Exercise: All of the records should come back exactly as written.

Exercise inputs:

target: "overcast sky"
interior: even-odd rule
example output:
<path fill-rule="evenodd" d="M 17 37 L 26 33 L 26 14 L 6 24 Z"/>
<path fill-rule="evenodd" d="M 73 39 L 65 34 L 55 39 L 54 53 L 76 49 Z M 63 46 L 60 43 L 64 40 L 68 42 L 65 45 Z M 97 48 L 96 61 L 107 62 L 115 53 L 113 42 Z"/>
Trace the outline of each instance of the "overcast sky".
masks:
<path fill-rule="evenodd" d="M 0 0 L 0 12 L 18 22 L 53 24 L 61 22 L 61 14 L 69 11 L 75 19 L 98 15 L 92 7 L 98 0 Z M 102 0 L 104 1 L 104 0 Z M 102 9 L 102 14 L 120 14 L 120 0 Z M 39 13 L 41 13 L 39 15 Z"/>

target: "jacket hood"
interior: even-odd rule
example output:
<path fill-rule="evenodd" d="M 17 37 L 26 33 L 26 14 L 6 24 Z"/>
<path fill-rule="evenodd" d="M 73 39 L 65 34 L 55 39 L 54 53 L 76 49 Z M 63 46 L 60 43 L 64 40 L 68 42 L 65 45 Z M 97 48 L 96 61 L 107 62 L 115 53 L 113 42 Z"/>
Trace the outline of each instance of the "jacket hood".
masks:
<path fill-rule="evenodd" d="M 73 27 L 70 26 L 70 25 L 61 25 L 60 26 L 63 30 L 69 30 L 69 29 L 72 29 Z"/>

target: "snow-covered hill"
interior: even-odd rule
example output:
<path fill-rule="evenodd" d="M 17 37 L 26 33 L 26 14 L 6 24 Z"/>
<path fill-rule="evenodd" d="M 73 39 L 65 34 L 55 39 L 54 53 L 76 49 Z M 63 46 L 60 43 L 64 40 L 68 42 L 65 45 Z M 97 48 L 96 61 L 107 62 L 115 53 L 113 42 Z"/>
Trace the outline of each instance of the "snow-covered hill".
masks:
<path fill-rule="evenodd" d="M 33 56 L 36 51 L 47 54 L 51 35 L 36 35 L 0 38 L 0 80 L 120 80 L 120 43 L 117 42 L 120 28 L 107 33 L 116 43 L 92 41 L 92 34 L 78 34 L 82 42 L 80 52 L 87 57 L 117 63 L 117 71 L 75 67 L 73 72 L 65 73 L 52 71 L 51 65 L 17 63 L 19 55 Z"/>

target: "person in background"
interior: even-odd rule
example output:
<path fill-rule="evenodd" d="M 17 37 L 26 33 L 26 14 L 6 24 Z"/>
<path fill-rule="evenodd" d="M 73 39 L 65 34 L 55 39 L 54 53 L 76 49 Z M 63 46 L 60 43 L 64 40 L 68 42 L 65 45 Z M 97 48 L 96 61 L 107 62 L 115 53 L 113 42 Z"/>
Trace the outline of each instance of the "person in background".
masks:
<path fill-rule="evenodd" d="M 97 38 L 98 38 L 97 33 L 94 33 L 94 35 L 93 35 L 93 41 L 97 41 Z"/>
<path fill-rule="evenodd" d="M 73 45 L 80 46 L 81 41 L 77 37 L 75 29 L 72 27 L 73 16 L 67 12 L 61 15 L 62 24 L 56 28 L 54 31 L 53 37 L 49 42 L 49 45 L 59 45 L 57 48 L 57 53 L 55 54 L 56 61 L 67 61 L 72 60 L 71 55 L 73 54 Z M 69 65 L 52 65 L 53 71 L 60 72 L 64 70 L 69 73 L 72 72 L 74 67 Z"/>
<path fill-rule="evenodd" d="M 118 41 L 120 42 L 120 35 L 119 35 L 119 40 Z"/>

Exercise result:
target: "overcast sky"
interior: even-odd rule
example output:
<path fill-rule="evenodd" d="M 17 37 L 26 33 L 26 14 L 6 24 Z"/>
<path fill-rule="evenodd" d="M 73 39 L 65 34 L 55 39 L 54 53 L 76 49 Z M 63 46 L 60 43 L 64 40 L 68 42 L 65 45 Z M 97 48 L 96 61 L 107 62 L 115 53 L 113 42 Z"/>
Trace the outline of each instance of the "overcast sky".
masks:
<path fill-rule="evenodd" d="M 0 0 L 0 12 L 18 22 L 53 24 L 61 22 L 61 14 L 69 11 L 75 19 L 98 15 L 92 7 L 98 0 Z M 102 0 L 104 1 L 104 0 Z M 102 9 L 102 14 L 120 14 L 120 0 Z M 39 13 L 41 13 L 39 15 Z"/>

target: "jacket hood"
interior: even-odd rule
example output:
<path fill-rule="evenodd" d="M 17 37 L 26 33 L 26 14 L 6 24 Z"/>
<path fill-rule="evenodd" d="M 73 39 L 65 34 L 55 39 L 54 53 L 76 49 Z M 63 46 L 60 43 L 64 40 L 68 42 L 65 45 Z M 97 48 L 96 61 L 107 62 L 115 53 L 113 42 Z"/>
Trace the outline of each instance of the "jacket hood".
masks:
<path fill-rule="evenodd" d="M 73 27 L 70 26 L 70 25 L 61 25 L 60 26 L 63 30 L 69 30 L 69 29 L 72 29 Z"/>

target: "snow-covered hill"
interior: even-odd rule
example output:
<path fill-rule="evenodd" d="M 17 37 L 26 33 L 26 14 L 6 24 Z"/>
<path fill-rule="evenodd" d="M 73 39 L 65 34 L 55 39 L 54 53 L 76 49 Z M 63 46 L 60 43 L 64 40 L 68 42 L 65 45 Z M 97 48 L 96 61 L 107 62 L 115 53 L 113 42 Z"/>
Trace the outline of each instance of the "snow-covered hill".
masks:
<path fill-rule="evenodd" d="M 33 56 L 36 51 L 47 54 L 51 35 L 36 35 L 0 38 L 0 80 L 120 80 L 120 43 L 117 42 L 120 28 L 107 33 L 116 43 L 92 41 L 92 34 L 78 34 L 82 42 L 80 52 L 87 57 L 117 63 L 117 71 L 75 67 L 73 72 L 65 73 L 52 71 L 51 65 L 17 63 L 19 55 Z"/>

target: "person in background"
interior: even-odd rule
example output:
<path fill-rule="evenodd" d="M 17 37 L 26 33 L 26 14 L 6 24 Z"/>
<path fill-rule="evenodd" d="M 73 39 L 65 34 L 55 39 L 54 53 L 76 49 Z M 63 46 L 60 43 L 64 40 L 68 42 L 65 45 Z M 97 48 L 96 61 L 107 62 L 115 53 L 113 42 Z"/>
Trace the outline of each instance of the "person in background".
masks:
<path fill-rule="evenodd" d="M 97 38 L 98 38 L 97 33 L 94 33 L 94 35 L 93 35 L 93 41 L 97 41 Z"/>
<path fill-rule="evenodd" d="M 73 45 L 80 46 L 81 41 L 77 37 L 75 29 L 72 27 L 73 16 L 67 12 L 61 15 L 62 24 L 56 28 L 54 31 L 53 37 L 49 42 L 49 45 L 59 45 L 57 48 L 57 53 L 55 54 L 56 61 L 67 61 L 72 60 L 71 55 L 73 54 Z M 69 65 L 52 65 L 53 71 L 60 72 L 64 70 L 69 73 L 72 72 L 74 67 Z"/>
<path fill-rule="evenodd" d="M 118 41 L 120 42 L 120 35 L 119 35 L 119 40 Z"/>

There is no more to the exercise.